Items from a data source:
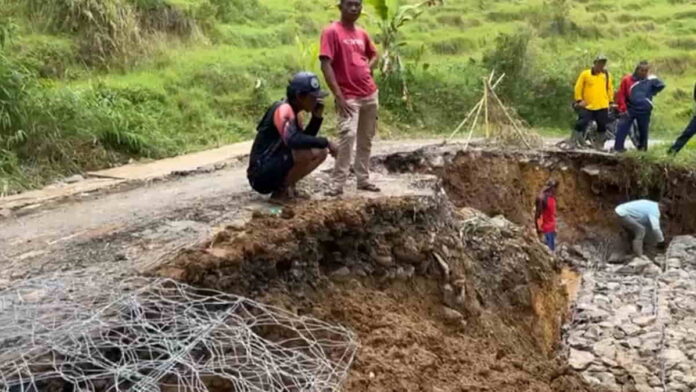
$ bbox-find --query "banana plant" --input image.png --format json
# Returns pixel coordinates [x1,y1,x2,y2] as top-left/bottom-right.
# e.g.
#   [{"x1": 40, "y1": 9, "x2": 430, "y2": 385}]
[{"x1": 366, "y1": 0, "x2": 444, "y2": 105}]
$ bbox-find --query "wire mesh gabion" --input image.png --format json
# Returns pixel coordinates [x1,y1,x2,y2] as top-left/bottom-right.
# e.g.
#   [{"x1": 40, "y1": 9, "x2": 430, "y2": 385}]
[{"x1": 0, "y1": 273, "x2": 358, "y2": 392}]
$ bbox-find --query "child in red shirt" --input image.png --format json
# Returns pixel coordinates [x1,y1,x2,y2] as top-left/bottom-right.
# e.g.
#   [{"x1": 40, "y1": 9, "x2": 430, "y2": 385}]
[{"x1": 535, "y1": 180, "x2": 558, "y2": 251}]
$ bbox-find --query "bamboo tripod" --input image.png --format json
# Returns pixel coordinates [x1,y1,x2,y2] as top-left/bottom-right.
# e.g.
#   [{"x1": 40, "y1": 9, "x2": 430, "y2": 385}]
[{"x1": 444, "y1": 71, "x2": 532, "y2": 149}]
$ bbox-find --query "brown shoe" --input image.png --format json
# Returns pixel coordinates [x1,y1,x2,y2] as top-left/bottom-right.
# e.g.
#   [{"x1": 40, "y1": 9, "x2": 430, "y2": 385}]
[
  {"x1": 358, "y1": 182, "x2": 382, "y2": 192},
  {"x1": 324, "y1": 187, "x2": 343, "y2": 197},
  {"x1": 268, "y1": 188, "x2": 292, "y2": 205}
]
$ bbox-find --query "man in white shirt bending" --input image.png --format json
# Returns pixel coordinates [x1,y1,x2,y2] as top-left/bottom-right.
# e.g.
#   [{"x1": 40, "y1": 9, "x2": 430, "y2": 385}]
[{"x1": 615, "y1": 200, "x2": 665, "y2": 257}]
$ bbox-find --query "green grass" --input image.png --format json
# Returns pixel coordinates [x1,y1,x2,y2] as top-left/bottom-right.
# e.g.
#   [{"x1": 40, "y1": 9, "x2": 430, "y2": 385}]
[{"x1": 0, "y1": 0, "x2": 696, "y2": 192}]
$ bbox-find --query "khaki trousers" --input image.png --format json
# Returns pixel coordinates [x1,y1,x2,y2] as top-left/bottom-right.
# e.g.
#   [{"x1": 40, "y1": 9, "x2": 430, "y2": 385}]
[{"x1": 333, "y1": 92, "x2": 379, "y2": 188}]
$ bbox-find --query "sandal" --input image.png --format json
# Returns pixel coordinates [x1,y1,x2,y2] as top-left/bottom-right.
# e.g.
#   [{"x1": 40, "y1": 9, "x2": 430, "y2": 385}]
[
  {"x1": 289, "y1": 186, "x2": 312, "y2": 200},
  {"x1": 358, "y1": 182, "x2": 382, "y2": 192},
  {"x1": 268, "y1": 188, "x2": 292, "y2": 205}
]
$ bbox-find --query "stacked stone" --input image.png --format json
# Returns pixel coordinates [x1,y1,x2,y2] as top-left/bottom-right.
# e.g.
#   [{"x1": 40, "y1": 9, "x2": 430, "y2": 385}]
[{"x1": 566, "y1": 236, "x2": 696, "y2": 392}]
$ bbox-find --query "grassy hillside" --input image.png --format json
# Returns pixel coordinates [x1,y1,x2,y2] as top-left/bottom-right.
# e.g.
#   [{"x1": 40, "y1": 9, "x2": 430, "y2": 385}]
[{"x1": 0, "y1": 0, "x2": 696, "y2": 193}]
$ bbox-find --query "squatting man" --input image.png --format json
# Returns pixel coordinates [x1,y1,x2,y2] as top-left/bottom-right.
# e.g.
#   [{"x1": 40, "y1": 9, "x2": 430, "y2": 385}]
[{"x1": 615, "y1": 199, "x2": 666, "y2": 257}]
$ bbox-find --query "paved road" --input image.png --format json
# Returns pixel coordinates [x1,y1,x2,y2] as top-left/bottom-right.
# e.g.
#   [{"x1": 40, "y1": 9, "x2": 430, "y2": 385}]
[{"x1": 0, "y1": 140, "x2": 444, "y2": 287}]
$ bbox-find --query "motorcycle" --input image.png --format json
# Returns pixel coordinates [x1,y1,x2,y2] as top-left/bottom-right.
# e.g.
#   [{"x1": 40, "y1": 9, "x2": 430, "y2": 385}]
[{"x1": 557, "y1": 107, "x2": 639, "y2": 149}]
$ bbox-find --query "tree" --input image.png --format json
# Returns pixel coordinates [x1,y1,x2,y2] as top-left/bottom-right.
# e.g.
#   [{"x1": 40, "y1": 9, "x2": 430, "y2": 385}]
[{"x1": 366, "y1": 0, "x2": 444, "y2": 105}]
---
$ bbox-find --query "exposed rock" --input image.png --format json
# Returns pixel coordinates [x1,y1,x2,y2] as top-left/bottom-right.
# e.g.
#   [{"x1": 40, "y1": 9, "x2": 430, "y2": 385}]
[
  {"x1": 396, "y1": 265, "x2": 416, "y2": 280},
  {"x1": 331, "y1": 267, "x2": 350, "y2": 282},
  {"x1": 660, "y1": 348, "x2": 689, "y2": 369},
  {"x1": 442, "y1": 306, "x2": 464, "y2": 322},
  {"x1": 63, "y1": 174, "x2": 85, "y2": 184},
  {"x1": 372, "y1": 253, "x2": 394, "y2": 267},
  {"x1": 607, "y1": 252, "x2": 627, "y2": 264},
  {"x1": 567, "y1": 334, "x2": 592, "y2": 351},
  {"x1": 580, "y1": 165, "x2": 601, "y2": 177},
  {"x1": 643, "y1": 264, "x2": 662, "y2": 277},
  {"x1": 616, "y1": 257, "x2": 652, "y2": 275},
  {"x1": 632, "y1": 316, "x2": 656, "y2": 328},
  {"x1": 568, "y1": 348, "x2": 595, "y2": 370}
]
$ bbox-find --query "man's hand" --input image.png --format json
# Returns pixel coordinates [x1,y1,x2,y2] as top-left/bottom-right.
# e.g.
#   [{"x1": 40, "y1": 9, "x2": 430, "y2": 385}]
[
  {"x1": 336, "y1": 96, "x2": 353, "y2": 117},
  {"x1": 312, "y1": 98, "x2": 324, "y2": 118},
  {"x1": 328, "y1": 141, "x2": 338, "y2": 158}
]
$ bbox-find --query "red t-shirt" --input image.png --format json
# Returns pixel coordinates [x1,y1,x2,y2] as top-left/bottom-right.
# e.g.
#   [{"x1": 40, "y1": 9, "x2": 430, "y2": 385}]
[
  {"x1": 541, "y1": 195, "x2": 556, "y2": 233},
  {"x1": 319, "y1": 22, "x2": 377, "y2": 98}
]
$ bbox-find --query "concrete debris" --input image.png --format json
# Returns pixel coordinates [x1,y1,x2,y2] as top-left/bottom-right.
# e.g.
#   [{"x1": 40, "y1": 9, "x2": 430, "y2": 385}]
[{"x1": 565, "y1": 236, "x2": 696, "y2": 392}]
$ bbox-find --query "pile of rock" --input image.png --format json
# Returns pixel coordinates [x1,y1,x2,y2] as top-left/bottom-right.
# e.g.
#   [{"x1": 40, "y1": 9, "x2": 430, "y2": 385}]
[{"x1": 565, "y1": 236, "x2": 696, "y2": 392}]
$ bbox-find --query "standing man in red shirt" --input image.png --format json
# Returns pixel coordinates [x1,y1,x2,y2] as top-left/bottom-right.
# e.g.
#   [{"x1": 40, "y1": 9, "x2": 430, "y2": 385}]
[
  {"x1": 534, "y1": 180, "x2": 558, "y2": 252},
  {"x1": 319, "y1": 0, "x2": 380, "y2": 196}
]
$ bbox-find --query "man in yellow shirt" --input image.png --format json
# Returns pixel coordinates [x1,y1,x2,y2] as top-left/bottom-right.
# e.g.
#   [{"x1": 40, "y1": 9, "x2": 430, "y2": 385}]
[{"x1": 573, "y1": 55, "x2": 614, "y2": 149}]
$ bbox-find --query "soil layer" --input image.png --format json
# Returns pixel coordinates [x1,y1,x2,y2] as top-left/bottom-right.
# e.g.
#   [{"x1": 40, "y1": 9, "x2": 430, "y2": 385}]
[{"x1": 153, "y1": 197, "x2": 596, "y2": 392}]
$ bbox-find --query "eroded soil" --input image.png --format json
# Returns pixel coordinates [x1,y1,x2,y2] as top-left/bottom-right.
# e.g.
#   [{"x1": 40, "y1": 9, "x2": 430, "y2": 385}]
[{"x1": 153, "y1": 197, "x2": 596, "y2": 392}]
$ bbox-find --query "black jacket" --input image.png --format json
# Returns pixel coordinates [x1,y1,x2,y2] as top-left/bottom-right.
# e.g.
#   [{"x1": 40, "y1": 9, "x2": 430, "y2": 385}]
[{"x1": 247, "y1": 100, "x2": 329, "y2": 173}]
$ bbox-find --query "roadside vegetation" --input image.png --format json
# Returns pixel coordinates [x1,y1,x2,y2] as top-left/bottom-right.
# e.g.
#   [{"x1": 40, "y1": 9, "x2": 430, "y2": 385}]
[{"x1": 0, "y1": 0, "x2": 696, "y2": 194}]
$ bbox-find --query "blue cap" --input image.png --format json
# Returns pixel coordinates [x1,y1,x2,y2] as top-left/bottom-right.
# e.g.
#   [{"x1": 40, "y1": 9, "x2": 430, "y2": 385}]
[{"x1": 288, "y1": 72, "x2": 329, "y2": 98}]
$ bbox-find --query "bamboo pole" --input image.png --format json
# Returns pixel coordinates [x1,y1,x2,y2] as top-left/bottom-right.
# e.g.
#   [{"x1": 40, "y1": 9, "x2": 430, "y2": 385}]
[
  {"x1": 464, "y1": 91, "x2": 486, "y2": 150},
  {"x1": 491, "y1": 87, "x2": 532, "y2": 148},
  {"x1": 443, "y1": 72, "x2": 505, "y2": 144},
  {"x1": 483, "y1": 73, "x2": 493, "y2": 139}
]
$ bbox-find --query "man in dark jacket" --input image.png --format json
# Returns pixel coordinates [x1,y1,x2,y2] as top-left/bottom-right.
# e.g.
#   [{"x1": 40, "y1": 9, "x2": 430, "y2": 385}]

--- WORK TO DO ---
Count the lines of the material above that contain the string "rock", treating uppercase and lowercase as distinct. Give only the number.

--- RESULT ---
2